((

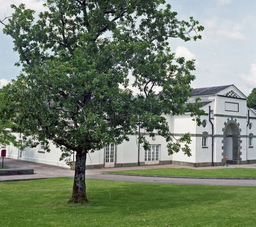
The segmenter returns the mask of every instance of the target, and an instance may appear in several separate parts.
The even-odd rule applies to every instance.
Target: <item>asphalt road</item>
[[[148,182],[150,183],[223,185],[232,186],[256,186],[256,179],[234,179],[188,177],[163,177],[158,176],[141,176],[102,173],[88,174],[86,177],[87,179],[122,181]]]
[[[6,158],[5,166],[8,168],[32,168],[34,174],[0,176],[0,181],[24,180],[28,179],[52,178],[60,176],[74,177],[74,172],[68,168],[61,168],[40,163],[26,162],[10,158]],[[96,179],[106,180],[148,182],[151,183],[165,183],[178,184],[194,184],[208,185],[225,185],[237,186],[256,186],[256,179],[216,179],[202,178],[184,178],[156,176],[140,176],[125,175],[114,175],[102,173],[102,171],[126,170],[128,169],[143,169],[156,168],[181,168],[172,164],[155,166],[144,166],[134,167],[114,168],[108,169],[95,169],[86,171],[87,179]],[[233,165],[227,168],[256,168],[255,164],[247,165]],[[221,168],[223,167],[201,167],[197,169]]]

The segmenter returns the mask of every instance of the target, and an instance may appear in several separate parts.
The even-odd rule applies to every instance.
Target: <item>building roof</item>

))

# Short problem
Copy every row above word for word, leaving out the pictures.

# Written solution
The segmenter returns the mask of every instance of the target, and an instance may appear in several separate parts.
The even-odd rule applies to every instance.
Target: <item>asphalt road</item>
[[[148,182],[150,183],[223,185],[232,186],[256,186],[256,179],[234,179],[188,177],[163,177],[158,176],[141,176],[102,173],[88,174],[86,177],[87,179],[122,181]]]
[[[6,158],[5,166],[8,168],[32,168],[34,174],[0,176],[0,181],[24,180],[28,179],[52,178],[60,176],[74,177],[74,172],[68,168],[61,168],[40,163],[26,162],[10,158]],[[96,179],[106,180],[148,182],[151,183],[165,183],[178,184],[194,184],[208,185],[225,185],[237,186],[256,186],[256,179],[216,179],[202,178],[184,178],[156,176],[140,176],[125,175],[114,175],[102,173],[102,171],[126,170],[128,169],[143,169],[156,168],[181,168],[172,164],[155,166],[144,166],[134,167],[114,168],[108,169],[95,169],[86,171],[87,179]],[[233,165],[227,168],[256,168],[255,164],[247,165]],[[221,168],[223,167],[201,167],[197,169]]]

The segmenter returns the mask of every instance of the target, and an instance may appear in several separate parts.
The even-odd rule applies to every instance.
Target: <item>building roof</item>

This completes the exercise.